**GIVEN PROBLEM A**
In the M3GNet notebook, which element replaces 'X', and what reason does the comment give?
**GIVEN PROBLEM B**
List every name the M3GNet notebook imports from a matgl module.
**GIVEN PROBLEM C**
Reproduce the part of the M3GNet notebook that begins at the words "sts_pmg_val = []" and ends after "sts_pmg_val.append(AseAtomsAdaptor.get_structure(st))".

**SOURCE**
________________________________________
In [None]:
import os
from tqdm import tqdm
from functools import partial
from pymatgen.io.ase import AseAtomsAdaptor
from matgl.graph.data import MGLDataset, MGLDataLoader
from matgl.ext.pymatgen import Structure2Graph, get_element_list
from matgl.graph.data import collate_fn_graph
from matgl.utils.training import ModelLightningModule
from matgl.models import M3GNet
import torch

In [None]:
!mkdir data

In [None]:
from litraj.data import download_dataset, load_data

dataset_name = 'nebDFT2k'
download_dataset(dataset_name, 'data')

In [None]:
index = load_data(dataset_name, 'data')
atoms_list_train = index[index._split == 'train'].centroid
atoms_list_val = index[index._split == 'val'].centroid
atoms_list_test = index[index._split == 'test'].centroid

edge_ids_train = [st.info['edge_id'] for st in atoms_list_train]
edge_ids_val = [st.info['edge_id'] for st in atoms_list_val]
edge_ids_test = [st.info['edge_id'] for st in atoms_list_test]

# for nebBVSE122k, use
# atoms_list_train, atoms_list_val, atoms_list_test, index = load_dataset('nebBVSE122k', 'data')


In [None]:
sts_pmg_train = []
targets_train = []
for st in tqdm(atoms_list_train):
    st = st.copy()
    # M3GNet cannot process element 'X'. We replace it with 'H' because it does not exist in the data
    st.numbers[-1] = 1
    sts_pmg_train.append(AseAtomsAdaptor.get_structure(st))
    targets_train.append(st.info['em'])

sts_pmg_val = []
targets_val = []
for st in tqdm(atoms_list_val):
    st = st.copy()
    st.numbers[-1] = 1
    sts_pmg_val.append(AseAtomsAdaptor.get_structure(st))
    targets_val.append(st.info['em'])
    

sts_pmg_test = []
targets_test = []
for st in tqdm(atoms_list_test):
    st = st.copy()
    st.numbers[-1] = 1
    sts_pmg_test.append(AseAtomsAdaptor.get_structure(st))
    targets_test.append(st.info['em'])

In [None]:
labels_train = {
    "energies": targets_train,
}
labels_val = {
    "energies": targets_val,
}
labels_test = {
    "energies": targets_test,
}

In [None]:
elem_list = get_element_list(sts_pmg_train)
converter = Structure2Graph(element_types=elem_list, cutoff=5.0)

In [None]:
folder = './m3gnet_centroids/nebDFT2k'

_from = 'train'
os.makedirs(f'{folder}/{_from}', exist_ok = True)
________________________________________
**ENTRIES**
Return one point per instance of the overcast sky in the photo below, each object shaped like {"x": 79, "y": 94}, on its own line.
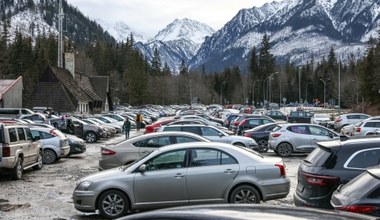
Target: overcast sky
{"x": 151, "y": 16}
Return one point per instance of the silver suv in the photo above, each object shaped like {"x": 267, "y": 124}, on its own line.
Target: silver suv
{"x": 19, "y": 150}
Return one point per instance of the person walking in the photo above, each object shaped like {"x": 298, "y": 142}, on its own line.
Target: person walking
{"x": 127, "y": 127}
{"x": 138, "y": 120}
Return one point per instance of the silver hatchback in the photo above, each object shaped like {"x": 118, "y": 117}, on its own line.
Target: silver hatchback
{"x": 302, "y": 137}
{"x": 183, "y": 174}
{"x": 127, "y": 151}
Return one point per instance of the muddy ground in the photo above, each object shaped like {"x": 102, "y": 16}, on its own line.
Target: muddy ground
{"x": 46, "y": 194}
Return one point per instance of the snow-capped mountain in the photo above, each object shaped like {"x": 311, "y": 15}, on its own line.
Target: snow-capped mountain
{"x": 180, "y": 40}
{"x": 298, "y": 31}
{"x": 121, "y": 32}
________________________________________
**WORKED SOLUTION A**
'X' is replaced with 'H' because H does not exist in the data.

**WORKED SOLUTION B**
MGLDataset, MGLDataLoader, Structure2Graph, get_element_list, collate_fn_graph, ModelLightningModule, M3GNet

**WORKED SOLUTION C**
sts_pmg_val = []
targets_val = []
for st in tqdm(atoms_list_val):
    st = st.copy()
    st.numbers[-1] = 1
    sts_pmg_val.append(AseAtomsAdaptor.get_structure(st))